Pull every line containing "instance" from the listing.

Segment Start: Records shown

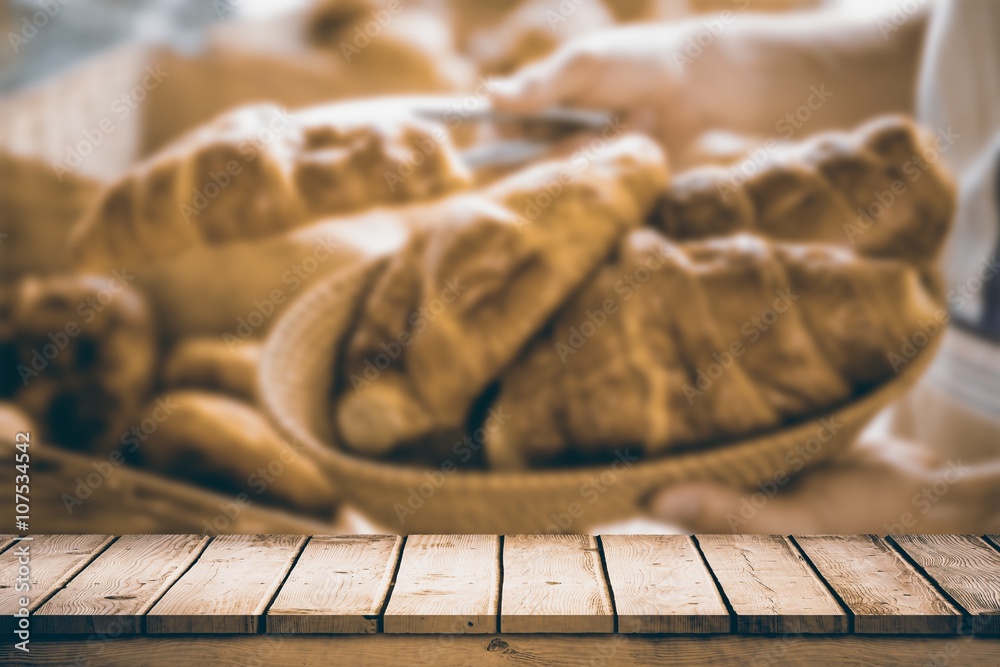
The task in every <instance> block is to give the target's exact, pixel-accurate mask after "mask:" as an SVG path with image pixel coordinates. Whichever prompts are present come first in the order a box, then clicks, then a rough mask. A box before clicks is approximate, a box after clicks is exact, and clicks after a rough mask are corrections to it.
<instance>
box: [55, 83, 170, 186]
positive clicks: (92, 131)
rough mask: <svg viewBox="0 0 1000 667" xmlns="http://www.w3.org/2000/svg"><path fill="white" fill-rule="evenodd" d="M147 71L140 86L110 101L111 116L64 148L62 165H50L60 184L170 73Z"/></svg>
mask: <svg viewBox="0 0 1000 667" xmlns="http://www.w3.org/2000/svg"><path fill="white" fill-rule="evenodd" d="M144 71H145V75H144V76H143V77H142V79H141V80H140V81H139V83H137V84H136V85H135V86H133V87H132V88H131V89H129V90H127V91H125V92H124V93H122V94H121V95H119V96H118V97H116V98H114V99H113V100H112V101H111V107H110V112H111V113H110V114H108V115H105V116H104V117H103V118H101V119H100V120H99V121H97V123H96V124H95V125H93V126H92V127H88V128H86V129H84V130H83V132H81V135H82V137H81V139H80V140H79V141H77V142H76V143H75V144H72V145H71V144H67V145H66V146H65V148H64V156H63V160H62V162H60V161H58V160H54V161H53V162H52V163H51V164H50V166H51V167H52V171H53V172H55V175H56V178H57V179H59V182H60V183H62V181H63V178H64V177H65V176H66V175H67V174H71V173H73V172H74V171H76V170H77V169H78V168H79V167H80V166H81V165H82V164H83V163H84V161H85V160H86V159H87V158H88V157H89V156H90V155H92V154H93V153H94V151H95V150H96V149H97V148H98V147H99V146H100V145H101V144H103V143H104V140H105V139H106V138H107V137H108V136H109V135H110V134H112V133H113V132H114V131H115V130H116V129H118V123H121V122H124V121H125V120H127V119H128V118H129V116H131V115H132V114H133V113H135V111H136V110H137V109H138V108H139V105H140V104H141V103H142V102H144V101H145V100H146V97H147V96H148V95H149V93H151V92H152V91H154V90H156V89H157V88H158V87H159V86H160V84H161V83H163V80H164V79H166V78H167V77H169V76H170V72H166V71H164V70H163V69H162V68H161V67H160V65H159V64H156V65H149V66H147V67H146V69H145V70H144Z"/></svg>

Segment End: Records shown

**Result of this task**:
The task in every <instance> block is to give the target's exact, pixel-accurate mask after "mask:" as an SVG path with image pixel coordinates. Whichever prompts are present come first in the order a box, then clicks, then a rough mask. A box before clicks is approximate, a box after clicks is exact, and clicks after a rough mask are corrections to it.
<instance>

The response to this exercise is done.